[Items listed in a dataset]
################

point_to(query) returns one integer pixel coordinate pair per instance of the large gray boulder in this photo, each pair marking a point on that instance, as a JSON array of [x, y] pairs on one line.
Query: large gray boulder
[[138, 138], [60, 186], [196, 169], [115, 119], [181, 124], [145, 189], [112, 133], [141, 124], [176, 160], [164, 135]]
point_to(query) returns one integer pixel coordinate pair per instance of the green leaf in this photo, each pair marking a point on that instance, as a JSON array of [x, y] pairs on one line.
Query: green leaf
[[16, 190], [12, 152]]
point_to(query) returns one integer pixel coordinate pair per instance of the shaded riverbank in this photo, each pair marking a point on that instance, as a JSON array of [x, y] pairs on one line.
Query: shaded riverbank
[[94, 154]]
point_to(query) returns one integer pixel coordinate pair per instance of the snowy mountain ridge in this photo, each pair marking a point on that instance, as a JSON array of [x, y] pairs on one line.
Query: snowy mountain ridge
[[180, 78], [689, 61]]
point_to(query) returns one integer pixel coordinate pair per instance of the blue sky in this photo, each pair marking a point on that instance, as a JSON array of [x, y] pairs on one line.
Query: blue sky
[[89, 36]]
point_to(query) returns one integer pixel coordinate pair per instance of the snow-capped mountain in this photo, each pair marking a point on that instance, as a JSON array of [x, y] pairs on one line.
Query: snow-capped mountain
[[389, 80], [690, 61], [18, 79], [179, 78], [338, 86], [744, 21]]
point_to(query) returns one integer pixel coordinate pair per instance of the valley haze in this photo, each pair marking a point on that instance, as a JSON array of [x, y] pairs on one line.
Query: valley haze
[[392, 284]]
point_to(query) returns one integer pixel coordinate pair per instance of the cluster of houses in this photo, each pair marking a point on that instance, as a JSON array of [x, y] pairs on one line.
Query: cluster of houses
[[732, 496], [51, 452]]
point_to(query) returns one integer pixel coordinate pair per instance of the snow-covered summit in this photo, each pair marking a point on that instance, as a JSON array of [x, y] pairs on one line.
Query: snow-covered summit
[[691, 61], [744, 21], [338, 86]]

################

- [What you have to do]
Convert the rows above into a JSON list of strings, making each line its own string and omitting blank lines.

- [Answer for this exercise]
[
  "point_to(query) returns one integer pixel coordinate pair per instance of the large gray boulder in this photo, each pair marking a point on that instance, as a JSON array of [x, y] pairs on one line.",
  "Query: large gray boulder",
  "[[138, 138], [60, 186], [196, 169], [115, 119], [181, 124], [145, 189], [112, 133], [141, 124], [176, 160], [164, 135]]",
  "point_to(query) returns one integer pixel coordinate pair per instance of the green leaf in this photo, each pair marking a point on that instance, as a JSON array of [x, y] pairs on one line.",
  "Query: green leaf",
  "[[16, 190], [12, 152]]",
  "point_to(query) returns one integer pixel coordinate pair per instance of the shaded riverbank in this photo, each pair marking a point on that instance, as a JSON array of [x, y] pairs on one line.",
  "Query: shaded riverbank",
  "[[94, 154]]",
  "point_to(query) returns one integer pixel coordinate pair per instance of the snowy mountain ridge in this photo, each pair marking a point on that instance, as a JSON array of [x, y] pairs on one line.",
  "Query: snowy mountain ridge",
  "[[180, 78], [689, 61]]",
  "point_to(query) returns one integer pixel coordinate pair per instance of the blue sky in this photo, each pair marking a point on that instance, as a JSON array of [x, y] pairs on one line.",
  "Query: blue sky",
  "[[89, 36]]",
  "point_to(query) returns one integer pixel coordinate pair per instance of the snow-capped mountain in this photo, each pair marking a point on that instance, as a JSON array of [x, y] pairs on one line.",
  "Query: snow-capped mountain",
  "[[389, 80], [690, 61], [18, 79], [179, 78], [338, 86], [744, 21]]",
  "point_to(query) returns one integer pixel coordinate pair per instance of the valley haze in this photo, each pair marking a point on that instance, as a JSON array of [x, y] pairs on one line.",
  "Query: valley haze",
  "[[392, 284]]",
  "point_to(query) returns one integer pixel coordinate pair per instance of the cluster of houses in this photo, each pair marking a point on that instance, as a JSON array of [x, y] pairs on one line.",
  "Query: cluster of houses",
  "[[732, 496], [51, 452]]",
  "point_to(query) returns one integer pixel coordinate pair per instance of the snow-covered summit in this photo, each pair marking a point on that instance, as a JSON array of [x, y] pairs on one line.",
  "Query: snow-covered summit",
  "[[691, 61], [744, 21], [338, 86]]"
]